Source records
▬▬▬

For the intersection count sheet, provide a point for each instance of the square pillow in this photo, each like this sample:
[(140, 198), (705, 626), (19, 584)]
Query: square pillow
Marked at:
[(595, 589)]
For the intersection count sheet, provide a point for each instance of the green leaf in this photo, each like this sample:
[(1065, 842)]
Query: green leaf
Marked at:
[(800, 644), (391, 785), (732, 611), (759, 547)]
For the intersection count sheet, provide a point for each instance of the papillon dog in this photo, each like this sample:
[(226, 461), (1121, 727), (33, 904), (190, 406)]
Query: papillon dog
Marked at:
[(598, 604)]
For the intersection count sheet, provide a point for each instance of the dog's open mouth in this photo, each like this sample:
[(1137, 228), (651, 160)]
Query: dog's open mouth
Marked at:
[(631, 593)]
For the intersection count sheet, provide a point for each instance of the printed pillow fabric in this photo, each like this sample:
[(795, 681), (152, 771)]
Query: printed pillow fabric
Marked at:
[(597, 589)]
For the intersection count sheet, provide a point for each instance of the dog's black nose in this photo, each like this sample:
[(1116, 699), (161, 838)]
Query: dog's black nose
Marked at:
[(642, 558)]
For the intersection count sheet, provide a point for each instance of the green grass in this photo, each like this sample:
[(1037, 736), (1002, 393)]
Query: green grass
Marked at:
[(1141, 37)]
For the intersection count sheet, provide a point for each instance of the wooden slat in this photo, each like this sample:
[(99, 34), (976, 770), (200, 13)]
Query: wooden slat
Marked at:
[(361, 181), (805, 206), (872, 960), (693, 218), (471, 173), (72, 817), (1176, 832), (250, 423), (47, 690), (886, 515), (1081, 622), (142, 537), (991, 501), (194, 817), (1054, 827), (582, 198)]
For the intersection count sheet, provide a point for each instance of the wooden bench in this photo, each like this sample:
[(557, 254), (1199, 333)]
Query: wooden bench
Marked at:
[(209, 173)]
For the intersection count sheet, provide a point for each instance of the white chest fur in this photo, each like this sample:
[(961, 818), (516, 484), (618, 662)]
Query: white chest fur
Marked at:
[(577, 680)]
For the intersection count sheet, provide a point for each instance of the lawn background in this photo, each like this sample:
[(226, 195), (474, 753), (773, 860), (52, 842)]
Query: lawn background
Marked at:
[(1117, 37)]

▬▬▬

**Problem requirements**
Rewrite in full every line of the Source records from the one containing "of the papillon" down to the one containing "[(597, 589)]", and raise each coordinate in the marked answers by 22. Leave the sample coordinates unchanged.

**The reply**
For the intersection count sheet, provide a point for each instance of the papillon dog in this photo, each like this sample:
[(226, 461), (1121, 727), (33, 904), (190, 406)]
Query: papillon dog
Marked at:
[(620, 626)]
For the intersection count sheet, provide a point for each instance of the dog's open mouth in this photo, each like this sample:
[(1137, 228), (651, 160)]
Query: dog's open mouth
Marked at:
[(653, 615)]
For the intersection count sheet, provide a point for each instance of the printed pillow fabric in this photo, each like this sample:
[(795, 681), (152, 771)]
Query: printed pillow fabric
Marked at:
[(619, 611)]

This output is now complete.